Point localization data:
============
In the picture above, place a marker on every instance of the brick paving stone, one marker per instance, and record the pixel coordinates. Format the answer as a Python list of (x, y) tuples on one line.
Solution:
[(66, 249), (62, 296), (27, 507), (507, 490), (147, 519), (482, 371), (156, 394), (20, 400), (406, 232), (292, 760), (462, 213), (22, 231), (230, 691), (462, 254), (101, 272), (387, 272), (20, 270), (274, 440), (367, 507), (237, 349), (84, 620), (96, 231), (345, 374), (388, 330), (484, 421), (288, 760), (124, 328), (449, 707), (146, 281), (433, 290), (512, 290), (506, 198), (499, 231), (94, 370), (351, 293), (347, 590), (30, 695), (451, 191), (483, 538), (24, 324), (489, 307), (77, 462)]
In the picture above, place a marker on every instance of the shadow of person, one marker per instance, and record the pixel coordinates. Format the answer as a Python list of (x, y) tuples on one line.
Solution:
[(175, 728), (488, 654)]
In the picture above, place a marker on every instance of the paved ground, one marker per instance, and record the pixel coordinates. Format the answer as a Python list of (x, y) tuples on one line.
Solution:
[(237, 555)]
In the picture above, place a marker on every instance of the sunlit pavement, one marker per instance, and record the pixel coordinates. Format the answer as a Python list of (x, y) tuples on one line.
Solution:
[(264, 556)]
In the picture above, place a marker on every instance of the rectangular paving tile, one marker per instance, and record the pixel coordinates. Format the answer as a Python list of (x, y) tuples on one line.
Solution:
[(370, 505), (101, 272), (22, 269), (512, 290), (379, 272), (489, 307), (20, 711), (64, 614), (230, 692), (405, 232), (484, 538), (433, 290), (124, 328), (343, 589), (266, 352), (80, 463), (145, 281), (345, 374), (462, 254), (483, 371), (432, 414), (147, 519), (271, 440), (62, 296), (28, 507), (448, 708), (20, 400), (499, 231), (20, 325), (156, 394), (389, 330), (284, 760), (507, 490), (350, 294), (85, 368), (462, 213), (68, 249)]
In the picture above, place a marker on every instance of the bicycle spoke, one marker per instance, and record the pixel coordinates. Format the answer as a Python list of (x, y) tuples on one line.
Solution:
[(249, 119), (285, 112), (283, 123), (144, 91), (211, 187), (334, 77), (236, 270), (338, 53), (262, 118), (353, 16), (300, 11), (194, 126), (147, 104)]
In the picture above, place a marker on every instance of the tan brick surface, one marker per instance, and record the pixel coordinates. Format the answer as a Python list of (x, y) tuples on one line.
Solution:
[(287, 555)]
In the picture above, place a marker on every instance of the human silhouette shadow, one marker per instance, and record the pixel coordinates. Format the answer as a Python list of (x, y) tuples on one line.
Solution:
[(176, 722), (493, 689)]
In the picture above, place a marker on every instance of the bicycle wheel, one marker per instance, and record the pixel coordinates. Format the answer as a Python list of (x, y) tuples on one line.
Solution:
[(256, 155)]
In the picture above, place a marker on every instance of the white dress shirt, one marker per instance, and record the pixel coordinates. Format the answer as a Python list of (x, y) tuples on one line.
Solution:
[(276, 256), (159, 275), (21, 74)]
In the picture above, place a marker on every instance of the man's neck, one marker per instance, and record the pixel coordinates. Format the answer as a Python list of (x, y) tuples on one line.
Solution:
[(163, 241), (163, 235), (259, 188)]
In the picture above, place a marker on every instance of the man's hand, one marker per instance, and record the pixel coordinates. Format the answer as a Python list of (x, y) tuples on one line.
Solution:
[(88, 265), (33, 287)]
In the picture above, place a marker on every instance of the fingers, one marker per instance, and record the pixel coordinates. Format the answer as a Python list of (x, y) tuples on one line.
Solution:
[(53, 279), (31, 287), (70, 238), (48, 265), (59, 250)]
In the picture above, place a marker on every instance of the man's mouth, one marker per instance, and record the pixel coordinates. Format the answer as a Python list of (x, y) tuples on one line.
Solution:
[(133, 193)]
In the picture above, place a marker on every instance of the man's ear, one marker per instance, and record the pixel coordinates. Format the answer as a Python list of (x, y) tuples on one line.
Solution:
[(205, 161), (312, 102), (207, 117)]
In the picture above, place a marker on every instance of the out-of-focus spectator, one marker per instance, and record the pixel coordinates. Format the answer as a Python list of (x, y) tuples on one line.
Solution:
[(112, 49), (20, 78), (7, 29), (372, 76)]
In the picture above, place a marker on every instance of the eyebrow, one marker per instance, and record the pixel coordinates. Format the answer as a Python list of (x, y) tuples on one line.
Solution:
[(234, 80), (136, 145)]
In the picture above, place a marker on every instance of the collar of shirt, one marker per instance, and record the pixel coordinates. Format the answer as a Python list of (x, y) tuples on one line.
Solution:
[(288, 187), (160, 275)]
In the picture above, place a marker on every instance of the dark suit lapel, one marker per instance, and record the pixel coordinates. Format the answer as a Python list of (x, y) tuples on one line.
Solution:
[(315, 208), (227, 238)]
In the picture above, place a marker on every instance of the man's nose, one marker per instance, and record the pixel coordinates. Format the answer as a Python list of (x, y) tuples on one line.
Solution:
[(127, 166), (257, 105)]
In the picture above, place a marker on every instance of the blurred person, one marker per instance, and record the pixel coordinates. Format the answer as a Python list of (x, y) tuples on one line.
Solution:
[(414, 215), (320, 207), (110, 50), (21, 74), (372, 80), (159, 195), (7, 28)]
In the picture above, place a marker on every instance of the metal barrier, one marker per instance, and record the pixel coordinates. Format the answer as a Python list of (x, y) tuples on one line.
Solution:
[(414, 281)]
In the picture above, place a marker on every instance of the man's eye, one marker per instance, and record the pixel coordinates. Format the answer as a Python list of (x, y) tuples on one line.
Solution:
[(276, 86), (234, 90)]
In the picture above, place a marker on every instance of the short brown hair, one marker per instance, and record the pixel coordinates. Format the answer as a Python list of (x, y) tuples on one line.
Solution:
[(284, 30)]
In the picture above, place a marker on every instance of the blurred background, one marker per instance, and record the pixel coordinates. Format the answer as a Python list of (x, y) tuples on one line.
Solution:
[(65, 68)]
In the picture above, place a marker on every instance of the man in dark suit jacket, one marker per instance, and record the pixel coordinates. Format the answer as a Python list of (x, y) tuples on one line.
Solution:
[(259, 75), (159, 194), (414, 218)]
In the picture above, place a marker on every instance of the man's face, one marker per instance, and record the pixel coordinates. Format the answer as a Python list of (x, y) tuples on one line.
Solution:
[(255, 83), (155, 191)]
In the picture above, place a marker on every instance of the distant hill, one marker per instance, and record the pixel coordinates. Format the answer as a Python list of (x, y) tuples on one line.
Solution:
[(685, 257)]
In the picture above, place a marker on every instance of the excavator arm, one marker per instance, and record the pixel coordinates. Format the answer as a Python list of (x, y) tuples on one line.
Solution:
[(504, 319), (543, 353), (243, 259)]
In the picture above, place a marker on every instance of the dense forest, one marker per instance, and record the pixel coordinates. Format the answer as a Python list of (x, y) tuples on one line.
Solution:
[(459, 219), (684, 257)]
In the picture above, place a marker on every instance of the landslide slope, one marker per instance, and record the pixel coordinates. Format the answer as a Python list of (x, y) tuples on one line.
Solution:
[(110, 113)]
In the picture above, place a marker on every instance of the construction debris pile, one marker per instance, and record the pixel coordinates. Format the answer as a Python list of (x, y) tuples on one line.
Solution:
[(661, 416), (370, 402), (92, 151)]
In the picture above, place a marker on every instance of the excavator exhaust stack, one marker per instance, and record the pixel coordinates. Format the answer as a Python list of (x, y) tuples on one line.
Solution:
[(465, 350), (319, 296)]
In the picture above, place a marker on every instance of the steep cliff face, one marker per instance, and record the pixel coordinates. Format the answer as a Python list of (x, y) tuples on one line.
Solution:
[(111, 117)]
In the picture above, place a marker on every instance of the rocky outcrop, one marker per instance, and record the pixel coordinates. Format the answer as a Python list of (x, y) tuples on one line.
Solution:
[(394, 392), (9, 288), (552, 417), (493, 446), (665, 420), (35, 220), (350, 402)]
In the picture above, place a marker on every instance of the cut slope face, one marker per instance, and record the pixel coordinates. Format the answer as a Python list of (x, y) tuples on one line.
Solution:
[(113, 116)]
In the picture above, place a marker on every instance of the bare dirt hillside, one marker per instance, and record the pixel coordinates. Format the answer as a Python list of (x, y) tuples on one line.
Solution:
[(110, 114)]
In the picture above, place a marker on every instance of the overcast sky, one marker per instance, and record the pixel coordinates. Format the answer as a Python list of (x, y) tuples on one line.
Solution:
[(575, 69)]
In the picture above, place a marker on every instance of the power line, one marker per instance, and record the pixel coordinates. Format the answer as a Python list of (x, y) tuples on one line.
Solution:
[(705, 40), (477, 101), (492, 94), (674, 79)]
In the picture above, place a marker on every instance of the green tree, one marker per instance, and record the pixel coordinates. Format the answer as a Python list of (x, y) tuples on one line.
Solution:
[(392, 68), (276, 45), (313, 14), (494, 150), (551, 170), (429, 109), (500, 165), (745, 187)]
============
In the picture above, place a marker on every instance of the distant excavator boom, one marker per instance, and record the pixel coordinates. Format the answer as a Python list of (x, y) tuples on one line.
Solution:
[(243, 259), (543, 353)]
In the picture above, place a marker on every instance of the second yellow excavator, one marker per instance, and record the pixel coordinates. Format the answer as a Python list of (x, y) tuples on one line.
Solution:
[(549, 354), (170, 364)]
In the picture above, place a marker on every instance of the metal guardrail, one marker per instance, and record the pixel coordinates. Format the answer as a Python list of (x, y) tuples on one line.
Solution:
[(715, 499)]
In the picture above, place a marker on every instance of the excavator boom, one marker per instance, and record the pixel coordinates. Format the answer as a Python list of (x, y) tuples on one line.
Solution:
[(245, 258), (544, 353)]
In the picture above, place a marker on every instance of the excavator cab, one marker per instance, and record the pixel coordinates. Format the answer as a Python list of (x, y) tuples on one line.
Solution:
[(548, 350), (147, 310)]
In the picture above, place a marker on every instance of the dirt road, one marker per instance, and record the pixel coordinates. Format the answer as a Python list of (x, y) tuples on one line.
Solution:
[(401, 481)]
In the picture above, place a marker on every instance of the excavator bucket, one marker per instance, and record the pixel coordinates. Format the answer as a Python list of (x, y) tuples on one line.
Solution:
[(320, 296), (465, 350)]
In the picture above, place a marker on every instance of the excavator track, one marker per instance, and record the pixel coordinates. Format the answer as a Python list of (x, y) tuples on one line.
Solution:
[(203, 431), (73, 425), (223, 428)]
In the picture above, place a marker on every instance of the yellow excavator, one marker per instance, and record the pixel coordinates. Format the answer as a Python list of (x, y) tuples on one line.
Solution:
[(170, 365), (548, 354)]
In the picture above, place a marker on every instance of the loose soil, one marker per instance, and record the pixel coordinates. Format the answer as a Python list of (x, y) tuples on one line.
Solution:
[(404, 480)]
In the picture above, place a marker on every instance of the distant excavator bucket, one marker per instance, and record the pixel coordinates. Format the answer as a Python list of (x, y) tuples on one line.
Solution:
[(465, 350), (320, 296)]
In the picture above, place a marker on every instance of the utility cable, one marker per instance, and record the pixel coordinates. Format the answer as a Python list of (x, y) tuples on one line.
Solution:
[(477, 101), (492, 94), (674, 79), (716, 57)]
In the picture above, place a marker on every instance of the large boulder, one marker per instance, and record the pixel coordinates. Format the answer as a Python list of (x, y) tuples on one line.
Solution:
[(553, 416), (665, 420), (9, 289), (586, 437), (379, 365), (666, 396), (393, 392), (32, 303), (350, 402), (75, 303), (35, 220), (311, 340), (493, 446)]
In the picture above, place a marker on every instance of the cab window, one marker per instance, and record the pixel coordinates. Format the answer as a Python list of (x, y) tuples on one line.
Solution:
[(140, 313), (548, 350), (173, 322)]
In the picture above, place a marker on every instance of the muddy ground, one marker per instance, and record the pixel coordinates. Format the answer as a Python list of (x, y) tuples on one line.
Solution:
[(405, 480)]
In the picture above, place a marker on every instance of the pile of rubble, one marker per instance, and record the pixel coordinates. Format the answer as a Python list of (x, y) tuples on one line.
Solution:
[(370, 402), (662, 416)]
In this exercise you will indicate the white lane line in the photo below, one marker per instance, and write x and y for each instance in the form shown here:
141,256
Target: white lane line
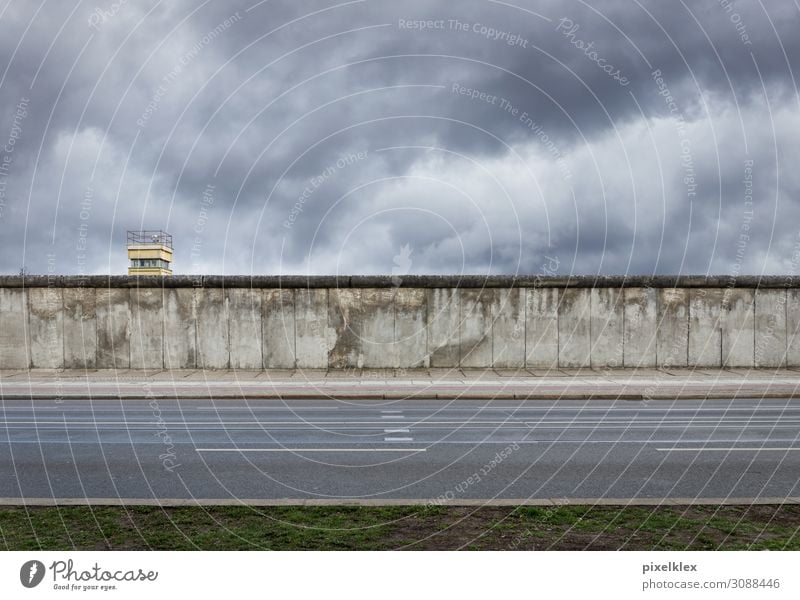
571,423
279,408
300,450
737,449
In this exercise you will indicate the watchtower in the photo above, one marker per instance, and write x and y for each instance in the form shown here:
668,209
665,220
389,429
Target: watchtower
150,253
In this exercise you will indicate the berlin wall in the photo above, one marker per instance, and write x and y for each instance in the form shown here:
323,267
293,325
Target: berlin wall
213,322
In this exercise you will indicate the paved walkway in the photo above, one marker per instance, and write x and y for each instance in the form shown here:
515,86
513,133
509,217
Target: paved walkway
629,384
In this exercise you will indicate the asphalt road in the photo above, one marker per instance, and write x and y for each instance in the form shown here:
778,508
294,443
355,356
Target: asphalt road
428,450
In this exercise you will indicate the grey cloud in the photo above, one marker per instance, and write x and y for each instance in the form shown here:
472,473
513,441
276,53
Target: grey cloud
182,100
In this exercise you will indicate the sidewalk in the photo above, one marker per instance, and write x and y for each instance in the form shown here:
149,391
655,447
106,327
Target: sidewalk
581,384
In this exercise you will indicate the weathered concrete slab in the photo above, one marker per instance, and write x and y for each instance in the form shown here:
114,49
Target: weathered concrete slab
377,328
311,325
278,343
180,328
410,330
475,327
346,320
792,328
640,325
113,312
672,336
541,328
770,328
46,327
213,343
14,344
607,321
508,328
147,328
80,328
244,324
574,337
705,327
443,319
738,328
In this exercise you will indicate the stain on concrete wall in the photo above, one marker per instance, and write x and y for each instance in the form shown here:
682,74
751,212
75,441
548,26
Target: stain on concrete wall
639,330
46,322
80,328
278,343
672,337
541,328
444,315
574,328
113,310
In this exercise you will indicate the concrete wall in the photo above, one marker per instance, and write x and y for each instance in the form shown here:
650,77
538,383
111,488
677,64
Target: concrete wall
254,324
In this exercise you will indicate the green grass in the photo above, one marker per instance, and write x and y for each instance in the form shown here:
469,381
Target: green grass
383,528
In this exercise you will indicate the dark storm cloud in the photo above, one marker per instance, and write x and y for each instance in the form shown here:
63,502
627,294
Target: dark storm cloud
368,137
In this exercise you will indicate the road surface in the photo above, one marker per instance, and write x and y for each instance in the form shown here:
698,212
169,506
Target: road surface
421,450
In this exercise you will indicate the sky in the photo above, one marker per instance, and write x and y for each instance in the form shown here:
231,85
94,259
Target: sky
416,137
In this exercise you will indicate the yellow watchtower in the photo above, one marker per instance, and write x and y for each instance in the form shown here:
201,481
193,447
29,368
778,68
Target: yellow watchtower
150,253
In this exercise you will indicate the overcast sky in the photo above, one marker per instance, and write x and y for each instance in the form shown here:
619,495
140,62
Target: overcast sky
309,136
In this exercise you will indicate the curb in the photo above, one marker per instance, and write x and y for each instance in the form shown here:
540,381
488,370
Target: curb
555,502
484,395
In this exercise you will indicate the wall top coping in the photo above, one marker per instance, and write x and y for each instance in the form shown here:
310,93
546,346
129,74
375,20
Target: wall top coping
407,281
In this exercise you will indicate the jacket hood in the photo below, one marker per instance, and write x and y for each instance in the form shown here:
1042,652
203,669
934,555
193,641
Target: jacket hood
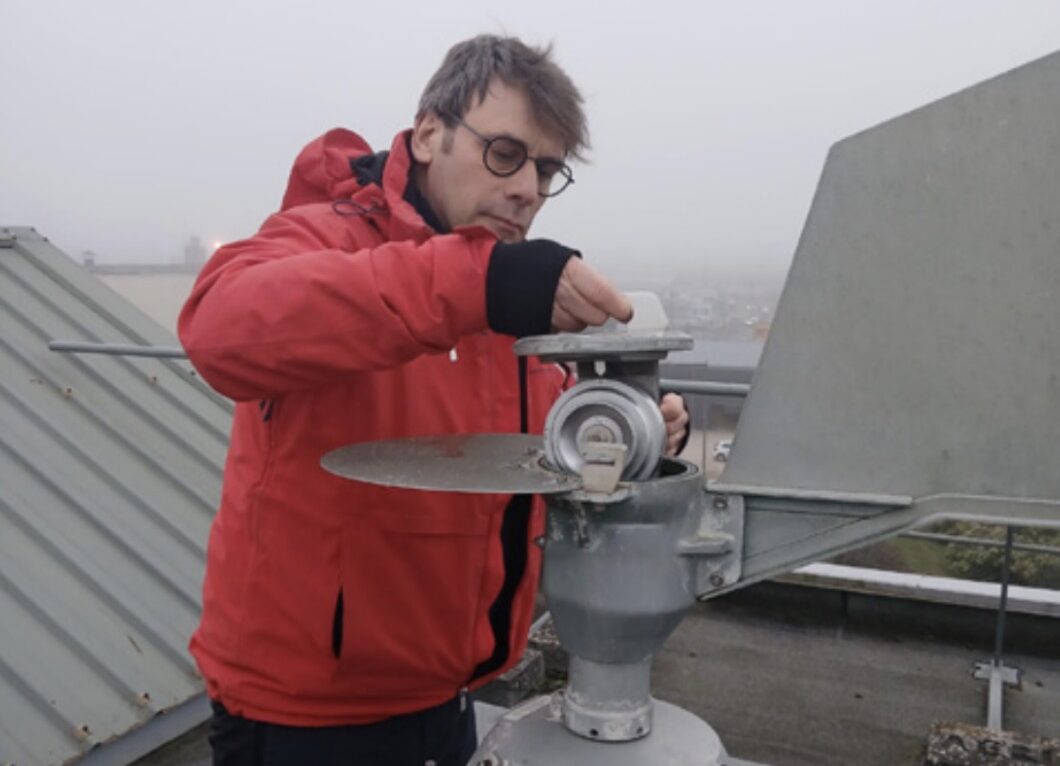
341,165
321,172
============
Required work — The reply should consist solely of the lines above from the one that has "of the brick" through the one that has "bicycle spoke, one", reproduced exactly.

Reply —
In the picture above, place a marker on every instance of the brick paving stone, one marker per instance, and record the pixel coordinates. Format the answer as a Python list of (x, y) tuples on one line.
Solution:
[(66, 249), (62, 296), (27, 507), (507, 490), (147, 519), (482, 371), (156, 394), (20, 400), (406, 232), (292, 760), (462, 213), (22, 231), (230, 691), (462, 254), (101, 272), (387, 272), (20, 270), (274, 440), (367, 507), (237, 349), (84, 620), (96, 231), (345, 374), (388, 330), (484, 421), (288, 760), (124, 328), (449, 707), (146, 281), (433, 290), (512, 290), (506, 198), (499, 231), (94, 370), (351, 293), (347, 590), (30, 695), (451, 191), (483, 538), (24, 324), (489, 307), (77, 462)]
In the picture above, place a marker on every instance of the shadow of person, one marker per instance, and record the pixel coordinates. Format the answer as a Python list of (x, y) tuples on one line.
Solution:
[(175, 728), (488, 654)]
In the picture above, place a marker on every instance of the paved ground, one marker per instance, and record the pixel coordinates. Format the answer as a Python list of (x, y) tuples on one line.
Solution:
[(237, 555)]
In the picture above, place a marker on every instance of the sunlit pavement, one marker per instance, and record the pixel coordinates. Format the answer as a Python list of (x, y) tuples on one line.
Solution:
[(264, 556)]
In the picture above, place a marker on every instance of the rectangular paving tile, one marker per instance, and record the pixel coordinates. Format the answer as a Python list of (x, y) tuples on one line.
Solution:
[(370, 505), (101, 272), (22, 269), (512, 290), (379, 272), (489, 307), (20, 711), (64, 614), (230, 692), (405, 232), (484, 538), (433, 290), (124, 328), (343, 589), (266, 352), (80, 463), (145, 281), (345, 374), (462, 254), (483, 371), (432, 414), (147, 519), (271, 440), (62, 296), (28, 507), (448, 708), (20, 400), (499, 231), (20, 325), (156, 394), (389, 330), (284, 760), (507, 490), (350, 294), (85, 368), (462, 213), (68, 249)]
In the picture above, place a marker on every instance of the bicycle spoke, one marker per instance, and record the pixel coordinates. Format the answer as a Python list of (x, y) tuples on one line.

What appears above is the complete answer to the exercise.